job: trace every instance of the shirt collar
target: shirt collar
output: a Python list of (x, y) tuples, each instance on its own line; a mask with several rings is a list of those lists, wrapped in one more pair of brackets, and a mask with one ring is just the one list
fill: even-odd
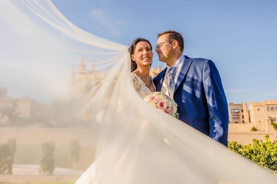
[[(185, 56), (182, 54), (181, 55), (181, 56), (179, 58), (179, 59), (177, 60), (177, 61), (176, 61), (176, 63), (175, 63), (175, 64), (173, 65), (172, 67), (176, 67), (178, 68), (181, 68), (181, 67), (182, 66), (182, 64), (183, 63), (183, 62), (184, 62), (184, 61), (185, 60)], [(169, 70), (169, 68), (171, 68), (167, 64), (167, 72), (168, 72), (168, 71)]]

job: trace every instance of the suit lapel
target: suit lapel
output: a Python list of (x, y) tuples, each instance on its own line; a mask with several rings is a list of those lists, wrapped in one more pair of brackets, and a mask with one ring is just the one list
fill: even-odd
[(192, 60), (191, 58), (188, 57), (186, 56), (185, 56), (185, 60), (184, 61), (184, 63), (182, 65), (180, 73), (179, 73), (179, 75), (178, 76), (177, 81), (176, 82), (176, 84), (175, 85), (175, 87), (174, 88), (174, 93), (175, 93), (176, 90), (179, 87), (181, 82), (182, 82), (182, 81), (183, 80), (183, 79), (185, 78), (185, 76), (187, 74), (187, 73), (188, 69), (192, 61)]
[(157, 86), (156, 86), (156, 90), (157, 91), (160, 91), (162, 89), (162, 86), (163, 85), (163, 79), (164, 78), (164, 75), (167, 71), (167, 67), (165, 68), (161, 72), (160, 77), (158, 79), (158, 81), (157, 82)]

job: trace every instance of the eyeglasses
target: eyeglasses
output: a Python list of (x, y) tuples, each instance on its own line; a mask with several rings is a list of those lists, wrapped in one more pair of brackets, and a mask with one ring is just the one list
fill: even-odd
[[(163, 45), (161, 45), (161, 44), (164, 44), (165, 43), (168, 43), (169, 42), (171, 42), (172, 43), (172, 42), (173, 42), (173, 41), (167, 41), (167, 42), (163, 42), (162, 43), (159, 43), (158, 44), (157, 44), (156, 45), (156, 46), (155, 46), (154, 48), (155, 49), (155, 50), (157, 50), (158, 48), (159, 48), (160, 49), (162, 49), (162, 46)], [(170, 43), (170, 44), (171, 44), (171, 43)]]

※ ※ ※

> **WORK REQUIRED**:
Quote the listing word for word, starting at the line that contains "job: trace every instance of the eyeglasses" and continuing through the end of the listing, with both the starting line and the final line included.

> **EXERCISE SOLUTION**:
job: trace every instance of the eyeglasses
target: eyeglasses
output: a Python list of (x, y) tuples, each instance on its own line; a mask with several rings is a list of those lists, wrapped in one more pair of brackets, and a mask with one ring is just the one list
fill: even-odd
[[(163, 45), (161, 45), (161, 44), (164, 44), (165, 43), (168, 43), (169, 42), (171, 42), (172, 43), (172, 42), (173, 42), (173, 41), (167, 41), (167, 42), (163, 42), (162, 43), (159, 43), (158, 44), (157, 44), (156, 45), (156, 46), (155, 46), (154, 48), (155, 49), (155, 50), (157, 50), (158, 48), (159, 48), (160, 49), (162, 49), (162, 46)], [(170, 43), (170, 44), (171, 44), (171, 43)]]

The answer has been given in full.